**** SOURCE RECORDS

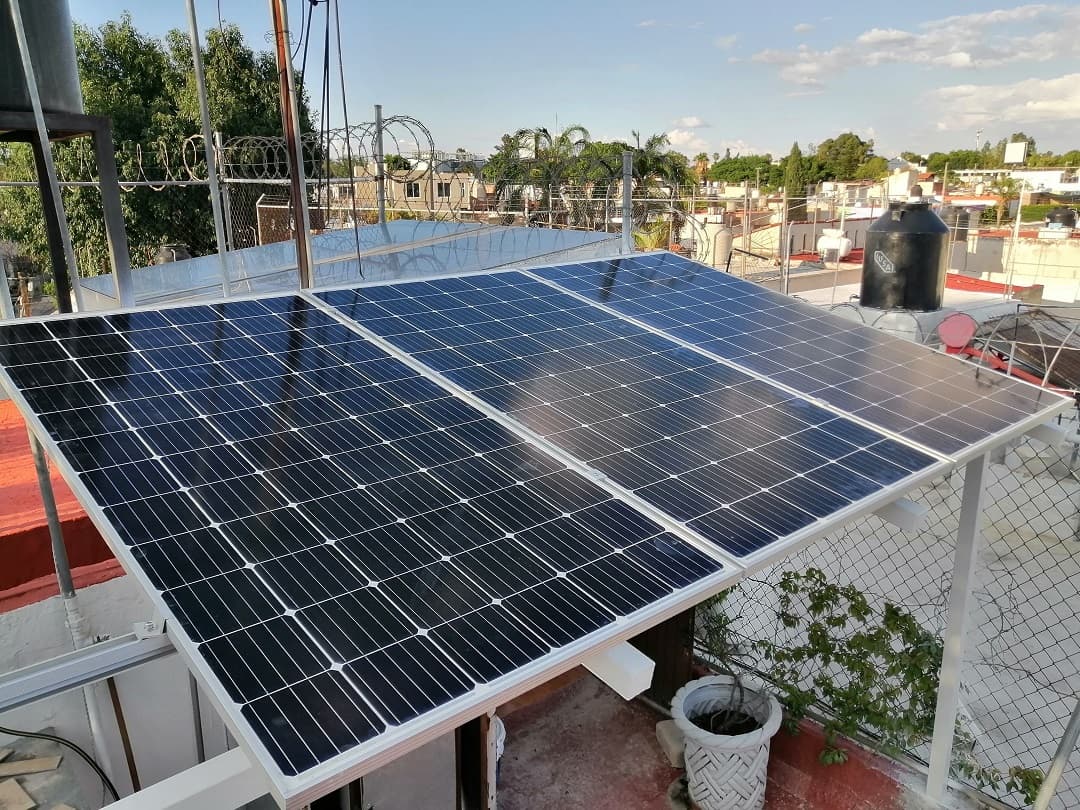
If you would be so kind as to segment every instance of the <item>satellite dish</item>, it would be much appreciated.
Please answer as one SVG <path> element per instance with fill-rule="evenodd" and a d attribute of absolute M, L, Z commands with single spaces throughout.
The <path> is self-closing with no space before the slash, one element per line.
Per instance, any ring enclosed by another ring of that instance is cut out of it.
<path fill-rule="evenodd" d="M 954 312 L 938 324 L 937 332 L 942 343 L 958 351 L 971 342 L 978 329 L 978 322 L 966 312 Z"/>

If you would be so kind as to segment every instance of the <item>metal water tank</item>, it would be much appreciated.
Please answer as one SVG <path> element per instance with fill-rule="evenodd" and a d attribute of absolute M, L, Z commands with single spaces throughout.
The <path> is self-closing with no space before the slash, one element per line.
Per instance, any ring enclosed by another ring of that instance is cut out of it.
<path fill-rule="evenodd" d="M 0 4 L 0 110 L 33 109 L 8 2 L 18 2 L 22 12 L 41 108 L 47 113 L 81 115 L 82 88 L 67 0 L 6 0 Z"/>
<path fill-rule="evenodd" d="M 929 202 L 891 202 L 870 225 L 859 303 L 878 309 L 941 309 L 949 226 Z"/>

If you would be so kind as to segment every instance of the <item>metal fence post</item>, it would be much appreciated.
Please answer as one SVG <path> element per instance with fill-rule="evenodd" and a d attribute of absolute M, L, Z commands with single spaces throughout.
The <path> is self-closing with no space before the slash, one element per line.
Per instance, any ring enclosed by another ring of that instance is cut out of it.
<path fill-rule="evenodd" d="M 220 132 L 214 133 L 214 160 L 224 153 L 225 140 Z M 232 201 L 229 199 L 228 178 L 218 175 L 221 193 L 221 218 L 225 227 L 225 250 L 236 250 L 236 234 L 233 233 Z"/>
<path fill-rule="evenodd" d="M 964 471 L 964 493 L 960 522 L 956 530 L 956 557 L 949 588 L 949 613 L 945 625 L 941 673 L 938 676 L 934 738 L 930 747 L 930 769 L 926 792 L 940 802 L 945 797 L 952 764 L 956 713 L 960 706 L 960 669 L 964 661 L 967 629 L 973 607 L 975 561 L 981 536 L 983 496 L 989 459 L 984 453 L 968 462 Z"/>
<path fill-rule="evenodd" d="M 383 154 L 382 104 L 375 105 L 375 199 L 379 208 L 379 224 L 386 224 L 386 166 Z"/>
<path fill-rule="evenodd" d="M 622 153 L 622 252 L 634 252 L 634 202 L 631 194 L 634 189 L 634 153 L 627 150 Z"/>

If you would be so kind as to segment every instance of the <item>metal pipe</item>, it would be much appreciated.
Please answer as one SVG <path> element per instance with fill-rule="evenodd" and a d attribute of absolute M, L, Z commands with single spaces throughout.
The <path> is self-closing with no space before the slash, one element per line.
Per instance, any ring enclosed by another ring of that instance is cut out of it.
<path fill-rule="evenodd" d="M 311 264 L 311 213 L 308 210 L 307 179 L 304 174 L 304 149 L 300 133 L 300 112 L 296 104 L 296 77 L 289 51 L 289 16 L 285 0 L 269 0 L 274 20 L 274 46 L 277 54 L 278 84 L 281 96 L 281 126 L 285 133 L 289 161 L 289 192 L 292 198 L 293 225 L 296 231 L 296 267 L 300 289 L 314 286 Z"/>
<path fill-rule="evenodd" d="M 1076 750 L 1078 738 L 1080 738 L 1080 698 L 1076 700 L 1076 707 L 1073 709 L 1072 717 L 1069 718 L 1069 724 L 1065 727 L 1065 734 L 1058 743 L 1057 751 L 1054 752 L 1050 770 L 1046 772 L 1046 778 L 1039 787 L 1039 795 L 1035 797 L 1032 810 L 1047 810 L 1050 807 L 1050 800 L 1057 793 L 1058 783 L 1061 782 L 1065 766 L 1069 763 L 1069 756 Z"/>
<path fill-rule="evenodd" d="M 787 295 L 788 276 L 791 275 L 791 225 L 788 222 L 787 188 L 784 189 L 782 205 L 783 208 L 780 210 L 780 292 Z"/>
<path fill-rule="evenodd" d="M 634 252 L 634 153 L 622 153 L 622 252 Z"/>
<path fill-rule="evenodd" d="M 75 581 L 71 576 L 67 546 L 64 545 L 60 516 L 56 510 L 56 496 L 53 493 L 52 479 L 49 477 L 49 462 L 45 457 L 45 449 L 32 431 L 28 431 L 28 433 L 30 435 L 30 452 L 34 458 L 34 471 L 37 473 L 38 488 L 41 490 L 41 502 L 45 509 L 45 522 L 49 527 L 56 581 L 60 586 L 60 596 L 64 600 L 64 616 L 68 632 L 71 634 L 71 643 L 76 650 L 79 650 L 90 646 L 92 638 L 87 629 L 86 617 L 79 606 L 79 597 L 75 593 Z M 101 709 L 98 706 L 97 696 L 94 694 L 92 686 L 83 687 L 83 699 L 86 702 L 86 720 L 90 726 L 90 738 L 94 742 L 94 751 L 97 754 L 98 762 L 109 778 L 115 781 L 112 762 L 105 745 L 105 726 L 101 717 Z"/>
<path fill-rule="evenodd" d="M 71 566 L 68 564 L 67 546 L 60 529 L 60 515 L 56 510 L 56 497 L 53 494 L 52 479 L 49 477 L 49 462 L 45 458 L 45 448 L 30 433 L 30 453 L 34 457 L 34 472 L 37 473 L 38 488 L 41 490 L 41 503 L 45 508 L 45 523 L 49 527 L 49 540 L 52 541 L 53 564 L 56 568 L 56 581 L 60 586 L 60 595 L 65 599 L 75 596 L 75 581 L 71 578 Z"/>
<path fill-rule="evenodd" d="M 210 127 L 210 102 L 206 96 L 206 71 L 203 68 L 202 42 L 199 22 L 195 17 L 195 0 L 187 0 L 188 34 L 191 39 L 191 62 L 195 71 L 195 90 L 199 95 L 199 117 L 202 120 L 203 144 L 206 147 L 206 177 L 210 181 L 210 210 L 214 217 L 214 238 L 217 240 L 218 261 L 221 265 L 221 294 L 229 297 L 229 263 L 225 257 L 225 220 L 221 211 L 221 187 L 218 185 L 217 155 L 214 152 L 214 131 Z"/>
<path fill-rule="evenodd" d="M 386 224 L 386 156 L 383 153 L 382 104 L 375 105 L 375 201 L 379 224 Z M 483 182 L 483 181 L 481 181 Z"/>
<path fill-rule="evenodd" d="M 8 6 L 11 9 L 11 26 L 15 30 L 15 39 L 19 43 L 19 56 L 22 59 L 23 77 L 26 79 L 26 90 L 30 95 L 30 105 L 34 108 L 34 124 L 37 127 L 38 146 L 41 149 L 41 163 L 45 169 L 46 182 L 52 197 L 53 213 L 57 219 L 60 230 L 60 241 L 64 247 L 64 259 L 67 264 L 63 270 L 68 274 L 71 292 L 74 295 L 74 309 L 82 310 L 82 289 L 79 287 L 79 270 L 75 265 L 75 248 L 71 245 L 71 231 L 68 228 L 67 216 L 64 213 L 64 201 L 60 199 L 60 186 L 57 184 L 56 165 L 53 163 L 52 147 L 49 143 L 49 132 L 45 127 L 45 113 L 41 108 L 41 97 L 38 94 L 37 77 L 34 73 L 34 62 L 30 58 L 30 45 L 26 39 L 26 29 L 23 28 L 22 10 L 19 8 L 20 0 L 10 0 Z M 40 181 L 41 178 L 39 177 Z M 54 274 L 56 268 L 54 268 Z M 62 296 L 58 296 L 61 298 Z M 58 301 L 61 311 L 70 311 L 72 302 Z M 65 309 L 66 305 L 66 309 Z"/>

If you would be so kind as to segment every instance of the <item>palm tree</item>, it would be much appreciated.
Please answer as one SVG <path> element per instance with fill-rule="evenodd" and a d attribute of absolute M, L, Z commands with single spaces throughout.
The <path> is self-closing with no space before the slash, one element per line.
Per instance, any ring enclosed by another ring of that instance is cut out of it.
<path fill-rule="evenodd" d="M 694 171 L 697 172 L 698 180 L 705 179 L 705 175 L 709 172 L 708 152 L 698 152 L 694 156 Z"/>
<path fill-rule="evenodd" d="M 531 144 L 532 154 L 525 159 L 529 179 L 540 187 L 541 208 L 551 211 L 560 188 L 580 174 L 578 158 L 589 143 L 589 130 L 573 124 L 553 134 L 546 127 L 536 127 L 518 130 L 515 138 L 526 150 Z"/>
<path fill-rule="evenodd" d="M 998 175 L 990 184 L 990 193 L 997 197 L 997 224 L 1000 226 L 1005 219 L 1005 210 L 1009 203 L 1020 196 L 1020 183 L 1007 175 Z M 1020 216 L 1020 208 L 1017 206 L 1016 216 Z"/>

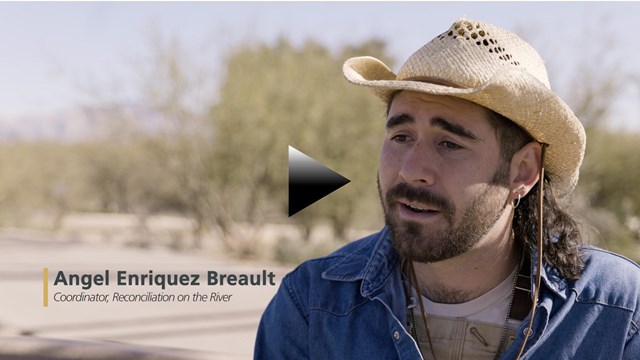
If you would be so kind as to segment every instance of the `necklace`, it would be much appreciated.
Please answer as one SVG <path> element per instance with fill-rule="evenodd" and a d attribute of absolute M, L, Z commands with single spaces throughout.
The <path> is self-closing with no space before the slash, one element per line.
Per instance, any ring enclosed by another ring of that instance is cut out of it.
<path fill-rule="evenodd" d="M 500 358 L 500 355 L 502 355 L 502 353 L 500 352 L 500 350 L 502 349 L 502 347 L 504 346 L 504 342 L 506 340 L 507 337 L 507 329 L 509 326 L 509 318 L 510 318 L 510 314 L 511 314 L 511 307 L 513 306 L 513 298 L 514 298 L 514 294 L 515 294 L 515 290 L 516 290 L 516 283 L 518 281 L 518 276 L 520 274 L 520 270 L 522 268 L 522 259 L 524 258 L 524 254 L 523 256 L 520 257 L 520 261 L 518 262 L 518 264 L 516 265 L 516 269 L 515 269 L 515 273 L 513 275 L 513 283 L 511 286 L 511 294 L 509 295 L 509 305 L 507 306 L 507 312 L 505 315 L 505 319 L 504 319 L 504 324 L 502 326 L 502 331 L 500 334 L 500 342 L 498 344 L 498 349 L 496 351 L 496 354 L 494 356 L 494 360 L 497 360 L 498 358 Z M 405 293 L 407 294 L 407 299 L 409 299 L 409 297 L 413 296 L 412 294 L 412 289 L 415 289 L 416 293 L 418 294 L 418 297 L 420 298 L 422 296 L 422 291 L 420 290 L 420 285 L 418 284 L 418 279 L 416 276 L 416 272 L 415 269 L 413 267 L 413 260 L 411 258 L 407 259 L 408 263 L 409 263 L 409 271 L 407 271 L 407 277 L 408 277 L 408 290 L 405 289 Z M 427 324 L 427 313 L 424 309 L 424 304 L 422 299 L 418 299 L 418 305 L 420 307 L 420 315 L 423 321 L 423 325 L 424 328 L 426 329 L 426 334 L 427 334 L 427 339 L 429 341 L 429 348 L 431 351 L 431 356 L 433 357 L 434 360 L 436 360 L 436 355 L 435 355 L 435 349 L 433 347 L 433 341 L 431 339 L 431 334 L 429 332 L 429 326 Z M 413 307 L 414 304 L 412 302 L 410 307 Z M 418 336 L 417 336 L 417 332 L 415 330 L 415 316 L 414 316 L 414 312 L 413 310 L 411 310 L 409 312 L 409 321 L 410 321 L 410 328 L 411 328 L 411 336 L 413 336 L 413 338 L 416 341 L 416 344 L 418 345 L 418 350 L 420 351 L 420 354 L 423 355 L 424 352 L 420 346 L 420 341 L 418 340 Z"/>

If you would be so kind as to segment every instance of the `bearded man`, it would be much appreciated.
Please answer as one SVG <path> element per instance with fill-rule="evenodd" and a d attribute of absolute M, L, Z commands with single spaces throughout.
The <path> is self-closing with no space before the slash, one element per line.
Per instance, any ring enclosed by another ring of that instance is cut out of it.
<path fill-rule="evenodd" d="M 640 269 L 559 205 L 585 133 L 529 44 L 459 19 L 344 74 L 388 105 L 386 225 L 283 279 L 256 359 L 640 359 Z"/>

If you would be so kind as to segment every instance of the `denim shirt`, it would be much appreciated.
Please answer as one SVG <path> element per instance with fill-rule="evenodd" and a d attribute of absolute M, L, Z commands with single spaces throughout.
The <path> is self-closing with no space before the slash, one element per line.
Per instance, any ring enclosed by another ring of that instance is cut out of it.
<path fill-rule="evenodd" d="M 640 359 L 640 268 L 593 247 L 584 249 L 584 261 L 579 280 L 544 264 L 521 359 Z M 386 227 L 303 263 L 285 276 L 265 310 L 254 358 L 422 359 L 405 329 L 399 265 Z M 516 358 L 528 324 L 529 316 L 501 359 Z"/>

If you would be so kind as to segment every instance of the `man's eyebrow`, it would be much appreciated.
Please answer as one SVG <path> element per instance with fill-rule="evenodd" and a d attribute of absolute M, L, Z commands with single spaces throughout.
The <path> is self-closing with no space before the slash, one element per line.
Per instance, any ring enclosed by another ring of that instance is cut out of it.
<path fill-rule="evenodd" d="M 458 124 L 449 122 L 441 117 L 434 117 L 433 119 L 431 119 L 431 126 L 442 128 L 445 131 L 448 131 L 450 133 L 453 133 L 455 135 L 458 135 L 460 137 L 463 137 L 469 140 L 473 140 L 473 141 L 480 140 L 471 131 L 465 129 L 464 127 Z"/>
<path fill-rule="evenodd" d="M 408 114 L 394 115 L 390 117 L 389 120 L 387 120 L 387 130 L 402 124 L 408 124 L 408 123 L 414 123 L 414 122 L 416 122 L 416 120 L 411 115 L 408 115 Z"/>

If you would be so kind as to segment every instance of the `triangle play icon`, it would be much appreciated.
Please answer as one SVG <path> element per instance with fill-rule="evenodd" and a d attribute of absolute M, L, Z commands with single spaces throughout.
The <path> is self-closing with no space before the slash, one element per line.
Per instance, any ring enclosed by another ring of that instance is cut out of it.
<path fill-rule="evenodd" d="M 350 181 L 293 146 L 289 146 L 289 216 Z"/>

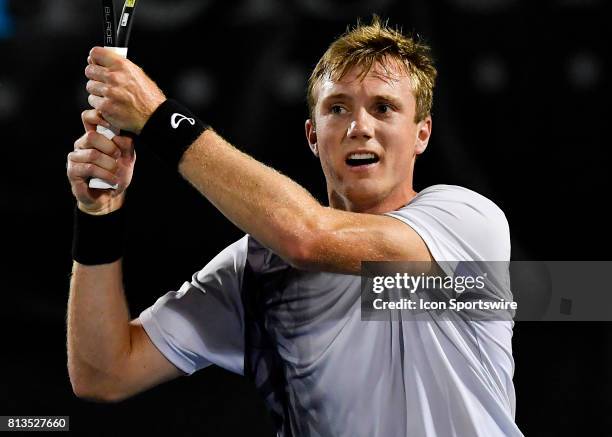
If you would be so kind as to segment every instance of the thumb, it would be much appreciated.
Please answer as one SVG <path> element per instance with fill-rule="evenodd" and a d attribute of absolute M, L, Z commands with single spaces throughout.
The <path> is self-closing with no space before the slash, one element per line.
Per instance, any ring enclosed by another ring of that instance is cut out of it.
<path fill-rule="evenodd" d="M 89 51 L 88 63 L 112 67 L 116 62 L 123 61 L 123 57 L 106 47 L 94 47 Z"/>

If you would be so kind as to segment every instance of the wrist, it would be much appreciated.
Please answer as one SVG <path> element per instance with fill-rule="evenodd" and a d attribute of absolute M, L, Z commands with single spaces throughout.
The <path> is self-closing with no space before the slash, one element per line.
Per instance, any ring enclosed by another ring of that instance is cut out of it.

********

WHAT YOU HAVE TO DO: The expected output is every line of the records in which the string "item" appears.

OUTPUT BELOW:
If you would be so kind as to segment every instance of the <item>satellite dish</item>, it would be much appreciated.
If you would be so kind as to segment every instance of the <item>metal water tank</item>, it would be much appreciated.
If you would be so kind as to segment every instance of the <item>metal fence post</item>, it would be much appreciated.
If you would be so kind as to segment every instance of the <item>metal pipe</item>, it would be much appreciated.
If you would be so kind as to segment every instance of the <item>palm tree</item>, it would be much appreciated.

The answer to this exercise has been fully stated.